▶ [WHAT IS BEING ASKED]:
Rewrite the rows below as a numbered list, omitting any blank lines.

▶ [DATASET]:
•••••
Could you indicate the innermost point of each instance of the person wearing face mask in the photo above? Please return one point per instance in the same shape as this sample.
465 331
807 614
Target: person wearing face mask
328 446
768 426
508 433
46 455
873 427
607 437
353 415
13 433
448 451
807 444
•••••
▶ [CORRECT RESPONSE]:
1. Could you indicate the innermost point of each instance of the person wearing face mask in the photo above? Please return one point per instance in the same shape as this sample.
2. 465 331
3. 807 614
4. Target: person wearing face mask
5. 328 446
6. 768 426
7. 508 433
8. 46 455
9. 873 427
10. 607 437
11. 353 415
12. 13 433
13. 448 451
14. 807 444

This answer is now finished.